Reading passage.

Dr. Le Prell's laboratory is composed of approximately 1100 square feet of laboratory space at the UF; approximately two-thirds of this laboratory space is located within the ENT research facility at Shands hospital and the remainder is in the Communicore, a medical sciences research building.

The Auditory Neuroscience lab within the ENT facility houses a large walk-in double-walled sound-attenuating chamber. This chamber is set-up for aseptic surgical procedures as well as acute manipulation of the inner ear, and is equipped with state of the art equipment for evaluating hair cell or neural response to sound. In addition, there are 4 smaller sound-attenuated chambers for testing rodents trained to release a small response button when they detect sound, or a change some feature of a repeating sound. This lab is also fully equipped for histochemical tissue processing and microscopy (including fluorescent illumination), and it also contains equipment such as scales and balances, pH meters, vortex mixers, a temperature-controlled water bath, and related instruments. One of the topics under active investigation in the lab is chemical modulation of auditory function by the central nervous system pathway via descending efferent pathways that project from lateral regions of the auditory brainstem to the inner ear.

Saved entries
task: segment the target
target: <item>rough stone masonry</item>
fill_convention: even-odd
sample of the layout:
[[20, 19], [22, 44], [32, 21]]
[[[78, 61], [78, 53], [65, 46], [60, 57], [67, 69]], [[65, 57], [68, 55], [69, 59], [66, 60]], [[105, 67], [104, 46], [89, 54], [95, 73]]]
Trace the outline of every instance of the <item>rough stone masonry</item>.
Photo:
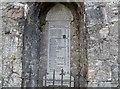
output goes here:
[[[0, 87], [40, 87], [47, 70], [45, 17], [57, 3], [0, 2]], [[70, 23], [70, 71], [79, 86], [120, 86], [118, 1], [61, 3]], [[78, 86], [76, 84], [75, 86]]]

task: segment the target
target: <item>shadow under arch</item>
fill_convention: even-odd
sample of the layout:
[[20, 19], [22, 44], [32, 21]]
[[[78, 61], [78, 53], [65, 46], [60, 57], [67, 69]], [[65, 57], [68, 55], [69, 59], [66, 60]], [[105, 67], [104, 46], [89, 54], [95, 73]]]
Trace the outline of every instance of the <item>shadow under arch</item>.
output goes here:
[[[46, 16], [47, 13], [56, 5], [56, 4], [62, 4], [65, 7], [67, 7], [72, 15], [73, 20], [71, 21], [71, 26], [74, 26], [75, 29], [77, 29], [78, 39], [79, 39], [79, 59], [78, 62], [80, 62], [77, 65], [76, 71], [74, 72], [74, 77], [80, 72], [80, 80], [75, 78], [76, 80], [76, 87], [86, 87], [87, 86], [87, 72], [88, 72], [88, 61], [87, 61], [87, 40], [86, 38], [86, 29], [84, 29], [84, 3], [83, 2], [44, 2], [42, 3], [42, 6], [40, 7], [39, 12], [39, 21], [40, 21], [40, 27], [39, 29], [43, 29], [42, 26], [46, 24]], [[44, 30], [44, 29], [43, 29]], [[71, 69], [71, 71], [74, 69]], [[78, 83], [78, 81], [80, 81]]]

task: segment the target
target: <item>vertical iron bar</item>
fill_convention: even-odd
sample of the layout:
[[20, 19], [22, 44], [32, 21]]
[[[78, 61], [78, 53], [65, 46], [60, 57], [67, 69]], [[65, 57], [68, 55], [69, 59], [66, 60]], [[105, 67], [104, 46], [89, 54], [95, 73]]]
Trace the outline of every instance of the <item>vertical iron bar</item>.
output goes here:
[[74, 87], [75, 87], [75, 84], [76, 84], [76, 81], [75, 81], [75, 78], [74, 78]]
[[45, 87], [46, 87], [46, 81], [47, 81], [47, 73], [45, 74]]
[[53, 70], [53, 87], [55, 85], [55, 70]]
[[63, 69], [61, 70], [61, 86], [63, 86]]
[[72, 75], [72, 74], [71, 74], [71, 72], [70, 72], [70, 87], [71, 87], [71, 75]]

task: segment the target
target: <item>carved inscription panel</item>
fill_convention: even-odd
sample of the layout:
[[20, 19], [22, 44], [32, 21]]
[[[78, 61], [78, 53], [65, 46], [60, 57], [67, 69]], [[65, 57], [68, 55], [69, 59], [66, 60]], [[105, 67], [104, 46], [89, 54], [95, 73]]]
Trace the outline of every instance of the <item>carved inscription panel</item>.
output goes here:
[[69, 28], [63, 25], [49, 27], [48, 68], [49, 72], [69, 72]]

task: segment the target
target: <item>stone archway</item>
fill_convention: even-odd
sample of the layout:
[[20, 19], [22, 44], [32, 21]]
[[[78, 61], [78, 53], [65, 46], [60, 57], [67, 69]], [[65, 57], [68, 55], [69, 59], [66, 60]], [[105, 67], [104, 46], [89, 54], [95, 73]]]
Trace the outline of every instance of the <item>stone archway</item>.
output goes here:
[[[41, 3], [35, 3], [30, 8], [24, 30], [22, 86], [43, 85], [42, 79], [46, 74], [48, 59], [46, 15], [56, 4], [58, 3], [42, 3], [42, 5]], [[70, 71], [75, 80], [78, 71], [80, 72], [81, 80], [79, 82], [82, 82], [80, 84], [76, 83], [75, 86], [87, 86], [87, 41], [86, 29], [84, 28], [84, 4], [83, 2], [60, 4], [69, 8], [73, 15], [73, 21], [70, 23]], [[30, 70], [27, 70], [28, 67]]]

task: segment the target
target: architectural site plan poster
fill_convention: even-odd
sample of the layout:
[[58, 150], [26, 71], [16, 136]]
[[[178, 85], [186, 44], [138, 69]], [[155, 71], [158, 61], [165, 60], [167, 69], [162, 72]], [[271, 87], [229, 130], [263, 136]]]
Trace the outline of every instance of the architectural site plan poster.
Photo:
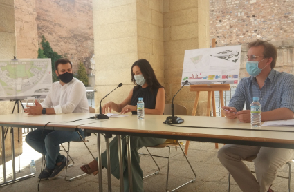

Work instructions. According to the lab description, how many smaller sound-attenuated chambers does the Auditory Neuroscience lab have for testing rodents?

Answer to this exercise. Four.